● Directions
Produce an exact copy of the lines from the line containing "Each instance of the shirt placket" through the last line of the entries below, and only those lines.

● Materials provided
══════════════════════════════
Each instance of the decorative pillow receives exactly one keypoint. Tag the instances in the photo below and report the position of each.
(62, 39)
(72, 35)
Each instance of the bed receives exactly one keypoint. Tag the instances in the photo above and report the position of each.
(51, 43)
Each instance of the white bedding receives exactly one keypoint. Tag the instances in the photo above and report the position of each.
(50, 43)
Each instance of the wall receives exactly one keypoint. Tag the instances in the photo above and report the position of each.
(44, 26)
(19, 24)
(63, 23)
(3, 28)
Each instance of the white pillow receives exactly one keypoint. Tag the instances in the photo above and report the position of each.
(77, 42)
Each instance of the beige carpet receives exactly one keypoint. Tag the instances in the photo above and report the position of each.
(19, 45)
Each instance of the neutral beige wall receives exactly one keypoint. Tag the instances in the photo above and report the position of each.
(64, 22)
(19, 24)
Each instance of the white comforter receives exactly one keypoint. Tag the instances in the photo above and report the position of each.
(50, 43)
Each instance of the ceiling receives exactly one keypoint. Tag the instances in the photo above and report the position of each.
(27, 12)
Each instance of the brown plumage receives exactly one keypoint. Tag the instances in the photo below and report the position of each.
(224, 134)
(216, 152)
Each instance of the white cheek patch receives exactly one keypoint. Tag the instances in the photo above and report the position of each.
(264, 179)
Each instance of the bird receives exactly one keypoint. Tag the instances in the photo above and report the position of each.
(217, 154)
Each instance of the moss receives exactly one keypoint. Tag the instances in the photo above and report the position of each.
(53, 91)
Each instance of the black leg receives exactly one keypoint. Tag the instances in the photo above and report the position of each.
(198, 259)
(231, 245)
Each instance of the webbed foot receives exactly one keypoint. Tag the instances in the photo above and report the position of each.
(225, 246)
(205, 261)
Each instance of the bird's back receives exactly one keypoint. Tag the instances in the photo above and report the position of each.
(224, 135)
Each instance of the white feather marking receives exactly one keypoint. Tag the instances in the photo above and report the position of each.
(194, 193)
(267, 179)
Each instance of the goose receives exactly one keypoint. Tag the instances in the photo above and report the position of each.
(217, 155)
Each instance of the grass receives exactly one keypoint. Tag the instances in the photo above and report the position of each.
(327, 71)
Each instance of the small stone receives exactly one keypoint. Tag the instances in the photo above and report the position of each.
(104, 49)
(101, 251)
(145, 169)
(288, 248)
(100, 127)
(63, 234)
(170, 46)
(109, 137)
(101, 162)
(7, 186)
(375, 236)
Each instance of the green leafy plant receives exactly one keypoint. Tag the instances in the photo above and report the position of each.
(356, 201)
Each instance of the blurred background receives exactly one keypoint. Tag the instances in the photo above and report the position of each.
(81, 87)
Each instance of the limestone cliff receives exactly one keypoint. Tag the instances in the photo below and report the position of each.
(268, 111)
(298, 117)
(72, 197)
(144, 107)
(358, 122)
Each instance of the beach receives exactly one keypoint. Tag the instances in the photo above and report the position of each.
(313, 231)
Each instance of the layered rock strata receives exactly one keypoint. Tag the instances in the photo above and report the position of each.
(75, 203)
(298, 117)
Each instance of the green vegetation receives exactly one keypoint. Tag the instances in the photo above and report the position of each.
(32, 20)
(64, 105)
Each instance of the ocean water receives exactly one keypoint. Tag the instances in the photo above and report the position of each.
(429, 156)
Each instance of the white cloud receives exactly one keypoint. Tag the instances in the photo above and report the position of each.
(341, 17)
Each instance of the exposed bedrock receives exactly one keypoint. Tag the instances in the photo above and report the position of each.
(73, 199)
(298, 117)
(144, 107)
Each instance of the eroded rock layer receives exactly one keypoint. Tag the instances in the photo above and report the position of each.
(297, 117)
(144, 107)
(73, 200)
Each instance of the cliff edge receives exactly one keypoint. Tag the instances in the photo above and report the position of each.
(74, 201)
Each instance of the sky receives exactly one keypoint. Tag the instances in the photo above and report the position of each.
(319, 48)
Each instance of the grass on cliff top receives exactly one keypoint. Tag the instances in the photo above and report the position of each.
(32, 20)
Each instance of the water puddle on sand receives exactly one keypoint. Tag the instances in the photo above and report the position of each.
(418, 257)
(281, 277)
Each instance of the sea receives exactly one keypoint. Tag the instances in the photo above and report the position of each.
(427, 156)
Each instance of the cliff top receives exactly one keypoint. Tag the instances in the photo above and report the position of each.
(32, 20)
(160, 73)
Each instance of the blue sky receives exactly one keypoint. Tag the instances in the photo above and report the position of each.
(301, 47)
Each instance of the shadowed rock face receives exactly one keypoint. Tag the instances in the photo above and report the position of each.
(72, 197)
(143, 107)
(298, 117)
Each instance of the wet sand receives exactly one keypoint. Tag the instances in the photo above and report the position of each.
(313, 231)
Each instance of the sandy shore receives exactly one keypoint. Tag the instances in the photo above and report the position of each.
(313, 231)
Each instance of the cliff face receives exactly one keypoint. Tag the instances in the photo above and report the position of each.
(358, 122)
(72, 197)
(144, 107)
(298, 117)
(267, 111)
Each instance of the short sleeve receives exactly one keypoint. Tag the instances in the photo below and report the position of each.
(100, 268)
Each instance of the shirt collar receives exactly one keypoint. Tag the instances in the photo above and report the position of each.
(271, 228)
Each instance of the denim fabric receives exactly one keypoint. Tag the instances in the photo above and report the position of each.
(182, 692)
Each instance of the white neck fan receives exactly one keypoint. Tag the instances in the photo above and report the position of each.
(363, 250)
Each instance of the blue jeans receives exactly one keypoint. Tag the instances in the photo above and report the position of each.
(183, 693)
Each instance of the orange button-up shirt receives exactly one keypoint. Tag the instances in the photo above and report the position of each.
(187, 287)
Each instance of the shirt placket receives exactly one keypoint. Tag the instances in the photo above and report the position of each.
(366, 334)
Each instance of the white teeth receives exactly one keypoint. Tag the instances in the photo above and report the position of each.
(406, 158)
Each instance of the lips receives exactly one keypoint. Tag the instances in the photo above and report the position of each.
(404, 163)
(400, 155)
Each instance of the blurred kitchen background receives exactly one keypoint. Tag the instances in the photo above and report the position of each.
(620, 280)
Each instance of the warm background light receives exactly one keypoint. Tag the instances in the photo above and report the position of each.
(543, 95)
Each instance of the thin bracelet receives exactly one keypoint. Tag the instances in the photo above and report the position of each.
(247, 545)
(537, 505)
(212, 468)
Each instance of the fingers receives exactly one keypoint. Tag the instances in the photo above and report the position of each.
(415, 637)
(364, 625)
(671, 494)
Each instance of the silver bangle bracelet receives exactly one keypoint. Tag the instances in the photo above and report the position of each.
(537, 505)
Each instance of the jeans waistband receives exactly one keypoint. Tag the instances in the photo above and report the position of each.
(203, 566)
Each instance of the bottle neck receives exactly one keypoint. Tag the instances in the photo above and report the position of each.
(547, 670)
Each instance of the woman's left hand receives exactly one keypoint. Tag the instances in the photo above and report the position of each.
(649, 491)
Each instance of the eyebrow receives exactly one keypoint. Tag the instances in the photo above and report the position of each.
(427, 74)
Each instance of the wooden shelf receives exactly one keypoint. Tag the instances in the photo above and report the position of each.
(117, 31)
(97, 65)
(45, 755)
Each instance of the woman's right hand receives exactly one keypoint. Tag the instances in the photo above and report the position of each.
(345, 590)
══════════════════════════════
● Final answer
Each instance of the shirt placket receives exactly one keypoint. Tag the instances in the photo above and report the position of each.
(366, 334)
Each instance of the white teeth receives exactly one keypoint. Tag the instances in the photo above and report the position of each.
(406, 158)
Each instance of the lips receives exactly one keypoint. Tag the instances in the photo above and report the position of each.
(404, 163)
(400, 155)
Each instance of the blurred kitchen background receives exactly one keypoint. Tag the instances in the photo above and report the position of each.
(620, 280)
Each instance of the warm background light receives exactly one keypoint. Tag the instances in the photo above and report the position of each.
(543, 95)
Each instance of the thin bracelet receives exactly one keypoint. Tag the instances in the photo above and report the position of each.
(247, 545)
(537, 505)
(212, 468)
Each instance of the fingers receives exactly one keypoint. Tag the instances in the photo above and report the position of each.
(415, 637)
(364, 625)
(671, 494)
Each instance of the silver bangle bracelet receives exactly one keypoint. Tag the instances in the photo above and report the position of each.
(537, 505)
Each instance of the jeans waistband receives exactly one keypoint. Tag the instances in the photo above and report the position of each.
(203, 566)
Each instance of the bottle neck receives exactly one keypoint. Tag the instances in the photo above and report the position of each.
(547, 670)
Each instance of the woman's left hand receives exactly one keypoint. Tag the instances in the photo above and report the position of each.
(649, 491)
Each instance of the eyebrow receives exactly one keypoint. Tag the instances in the photo above and report the position of each.
(427, 74)
Each instance of the wooden shelf receives exactly one keypoint. Tag the instances in the photo above and report the position of each.
(117, 31)
(97, 65)
(45, 755)
Each instance of the woman's right hand receives exactly one keypoint. Tag the instances in the photo above and report the position of each.
(345, 590)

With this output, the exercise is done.